EXERCISE DESCRIPTION >>
Where the line containing "of the disposable" appears, start copying; continue through the last line below and copy nothing else.

[Dataset excerpts]

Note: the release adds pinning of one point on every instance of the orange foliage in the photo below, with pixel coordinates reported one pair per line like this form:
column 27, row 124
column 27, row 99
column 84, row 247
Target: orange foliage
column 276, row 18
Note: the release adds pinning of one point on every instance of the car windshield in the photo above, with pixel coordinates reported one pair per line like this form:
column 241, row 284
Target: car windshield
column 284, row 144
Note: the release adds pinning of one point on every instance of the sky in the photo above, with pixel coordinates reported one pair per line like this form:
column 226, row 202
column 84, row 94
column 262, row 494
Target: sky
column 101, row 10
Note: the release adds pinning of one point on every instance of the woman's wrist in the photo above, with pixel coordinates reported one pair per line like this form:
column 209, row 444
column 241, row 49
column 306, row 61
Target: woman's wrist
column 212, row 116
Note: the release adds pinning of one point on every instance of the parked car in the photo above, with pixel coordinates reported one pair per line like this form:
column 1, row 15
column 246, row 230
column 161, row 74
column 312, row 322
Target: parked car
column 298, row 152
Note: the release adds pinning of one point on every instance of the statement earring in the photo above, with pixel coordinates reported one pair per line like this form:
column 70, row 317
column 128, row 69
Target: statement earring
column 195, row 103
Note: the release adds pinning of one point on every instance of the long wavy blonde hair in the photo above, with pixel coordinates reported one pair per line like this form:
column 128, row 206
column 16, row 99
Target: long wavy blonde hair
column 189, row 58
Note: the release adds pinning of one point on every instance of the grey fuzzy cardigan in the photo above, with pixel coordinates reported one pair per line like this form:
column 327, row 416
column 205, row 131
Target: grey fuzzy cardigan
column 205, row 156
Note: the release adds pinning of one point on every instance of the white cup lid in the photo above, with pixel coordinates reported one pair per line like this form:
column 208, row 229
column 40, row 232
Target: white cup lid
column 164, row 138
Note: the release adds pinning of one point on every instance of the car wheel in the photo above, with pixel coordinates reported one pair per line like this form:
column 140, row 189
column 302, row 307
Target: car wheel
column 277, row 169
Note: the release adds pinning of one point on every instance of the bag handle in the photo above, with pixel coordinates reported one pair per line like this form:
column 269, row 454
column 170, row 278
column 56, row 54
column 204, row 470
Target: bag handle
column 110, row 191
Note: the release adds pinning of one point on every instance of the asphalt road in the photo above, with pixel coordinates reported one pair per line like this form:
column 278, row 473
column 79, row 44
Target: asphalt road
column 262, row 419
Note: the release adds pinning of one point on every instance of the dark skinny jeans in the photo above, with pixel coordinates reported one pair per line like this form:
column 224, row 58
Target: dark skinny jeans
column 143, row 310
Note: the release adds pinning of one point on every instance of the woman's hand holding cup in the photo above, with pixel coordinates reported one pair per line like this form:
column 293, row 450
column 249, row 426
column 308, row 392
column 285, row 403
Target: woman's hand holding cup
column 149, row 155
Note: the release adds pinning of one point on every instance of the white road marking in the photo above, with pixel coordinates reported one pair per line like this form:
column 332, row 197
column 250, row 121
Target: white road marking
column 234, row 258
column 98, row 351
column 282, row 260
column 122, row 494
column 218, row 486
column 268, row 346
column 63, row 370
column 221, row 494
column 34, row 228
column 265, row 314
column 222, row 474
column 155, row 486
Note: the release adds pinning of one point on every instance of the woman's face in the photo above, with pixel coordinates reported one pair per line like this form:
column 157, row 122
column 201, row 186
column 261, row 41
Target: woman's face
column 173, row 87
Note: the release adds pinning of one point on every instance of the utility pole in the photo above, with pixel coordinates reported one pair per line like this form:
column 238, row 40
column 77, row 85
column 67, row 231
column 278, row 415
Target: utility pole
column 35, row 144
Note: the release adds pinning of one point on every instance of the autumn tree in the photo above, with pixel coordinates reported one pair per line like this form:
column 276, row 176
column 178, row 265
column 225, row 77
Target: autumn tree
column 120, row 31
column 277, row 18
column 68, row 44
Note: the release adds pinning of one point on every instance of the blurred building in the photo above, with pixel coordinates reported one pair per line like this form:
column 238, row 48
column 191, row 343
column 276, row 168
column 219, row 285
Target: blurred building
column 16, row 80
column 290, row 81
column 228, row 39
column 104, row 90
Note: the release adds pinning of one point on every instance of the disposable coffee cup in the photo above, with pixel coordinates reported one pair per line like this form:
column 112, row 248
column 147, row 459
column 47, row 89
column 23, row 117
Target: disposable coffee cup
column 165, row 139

EXERCISE OUTPUT >>
Note: the release adds pinning of one point on every instance of the disposable coffee cup in the photo above, with pixel coordinates reported one pair per line like this form:
column 112, row 248
column 147, row 459
column 47, row 89
column 23, row 117
Target: disposable coffee cup
column 165, row 139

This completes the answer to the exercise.